Top of TEXT

In the 15th century, Croatia was divided between three states – northern Croatia was a part of Austrian Empire, Dalmatia was under the rule of Venetian Republic (with exception of Dubrovnik), and Slavonia was under Ottoman occupation.
Dalmatia was largely under Venetian rule, therefore the religious and public architecture flourished with clear influences of the Italian Renaissance. Dalmatia was also on the periphery of Ottoman Bosnia and Austrian territories, so it drew influence from these two areas as well, in addition to original aspects.

Only in this kind of environment, free of dogmas and self-governed – far from major governing centers – could it be possible for the artisan known as Giorgio da Sebenico (Juraj Dalmatinac) to build a church entirely as his own project – the Šibenik Cathedral of St James, constructed in 1441. Besides mixing of the Gothic and Renaissance styles it was also original in its unity of stone building and montage construction (big stone blocks, pilasters and ribs were bounded with joints and slots on them – without concrete) in the way that was usual in wooden constructions. This was a unique building with so-called three-leaves frontal and half-barrel vaults, the first in Europe. The cathedral and its original stone dome was finished by Nikola Firentinac following the original plans of Juraj.

Bottom of TEXT
Top of DATA SHOWN

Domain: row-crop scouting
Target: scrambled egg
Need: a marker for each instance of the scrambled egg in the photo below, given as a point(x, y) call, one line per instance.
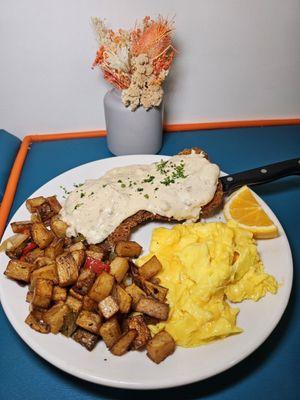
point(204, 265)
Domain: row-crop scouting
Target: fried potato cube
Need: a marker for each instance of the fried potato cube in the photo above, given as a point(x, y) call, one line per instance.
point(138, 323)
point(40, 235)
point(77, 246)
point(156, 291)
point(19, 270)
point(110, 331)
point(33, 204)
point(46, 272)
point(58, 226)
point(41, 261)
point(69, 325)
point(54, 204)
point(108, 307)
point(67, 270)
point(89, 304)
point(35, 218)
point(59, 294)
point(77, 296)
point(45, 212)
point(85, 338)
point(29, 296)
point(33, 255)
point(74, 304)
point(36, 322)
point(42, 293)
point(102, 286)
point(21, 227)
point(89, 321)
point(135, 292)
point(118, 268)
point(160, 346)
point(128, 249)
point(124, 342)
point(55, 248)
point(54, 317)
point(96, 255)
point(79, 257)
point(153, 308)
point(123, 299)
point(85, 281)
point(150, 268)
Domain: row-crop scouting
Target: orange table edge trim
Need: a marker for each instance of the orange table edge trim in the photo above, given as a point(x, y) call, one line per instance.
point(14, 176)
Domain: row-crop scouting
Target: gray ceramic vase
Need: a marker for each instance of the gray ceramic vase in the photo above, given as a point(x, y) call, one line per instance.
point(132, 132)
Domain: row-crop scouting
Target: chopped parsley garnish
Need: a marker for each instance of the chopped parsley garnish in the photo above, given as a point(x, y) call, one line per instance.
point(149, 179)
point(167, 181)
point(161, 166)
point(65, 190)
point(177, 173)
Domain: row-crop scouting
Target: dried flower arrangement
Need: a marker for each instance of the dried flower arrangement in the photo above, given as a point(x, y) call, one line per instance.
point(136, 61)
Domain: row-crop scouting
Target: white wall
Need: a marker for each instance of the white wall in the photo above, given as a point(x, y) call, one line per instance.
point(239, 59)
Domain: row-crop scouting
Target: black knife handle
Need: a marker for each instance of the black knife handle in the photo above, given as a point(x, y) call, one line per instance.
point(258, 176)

Bottom of DATA SHOWN
Top of DATA SHOWN

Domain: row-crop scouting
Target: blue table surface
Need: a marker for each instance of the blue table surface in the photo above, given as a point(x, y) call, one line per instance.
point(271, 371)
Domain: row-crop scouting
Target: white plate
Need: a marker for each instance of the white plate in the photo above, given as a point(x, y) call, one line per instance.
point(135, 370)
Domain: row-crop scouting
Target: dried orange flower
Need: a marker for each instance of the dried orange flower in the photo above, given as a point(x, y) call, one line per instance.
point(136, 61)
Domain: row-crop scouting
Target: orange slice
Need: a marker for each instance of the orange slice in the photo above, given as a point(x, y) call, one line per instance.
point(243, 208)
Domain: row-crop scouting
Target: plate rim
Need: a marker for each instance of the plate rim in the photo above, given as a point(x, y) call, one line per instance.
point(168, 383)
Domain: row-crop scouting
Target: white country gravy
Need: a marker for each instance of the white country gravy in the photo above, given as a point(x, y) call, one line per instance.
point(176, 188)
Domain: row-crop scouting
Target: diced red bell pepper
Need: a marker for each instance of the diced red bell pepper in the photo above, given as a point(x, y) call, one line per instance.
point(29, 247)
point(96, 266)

Bottom of DATA SHOWN

Extend the text on Renaissance architecture in Croatia, starting after its final sentence. The data has no connection to the text about Renaissance architecture in Croatia.

RESULT OF THE TASK:
In the entire area of the Republic of Ragusa there were numerous villas of nobility, unique by their functionality and spatial organization, a combination of Renaissance villa and government building. Sorkočević's villa in 'Lapad' near Dubrovnik in 1521 is original by the order of its building parts in asymmetrical, dynamic balance.

In northwestern Croatia, the beginning of the wars with the Ottoman Empire caused many problems but in the long term it both reinforced the northern influence by establishing the Austrians as the rulers of a large part of Croatia. With permanent danger from the Ottomans in the east, there was only a modest influence of the Renaissance, while fortifications thrived. The plan for the fortified city of Karlovac in 1579 was the first entirely new urban city to be built by Renaissance plans (so called "ideal city" plan) in Europe. It was built in radial plan, later common in Baroque city design. The Renaissance fort of the Ratkay family in Veliki Tabor from the 16th century has mixed features of Gothic architecture (high roofs) and Renaissance (cluster and round towers) making it an example of Mannerism.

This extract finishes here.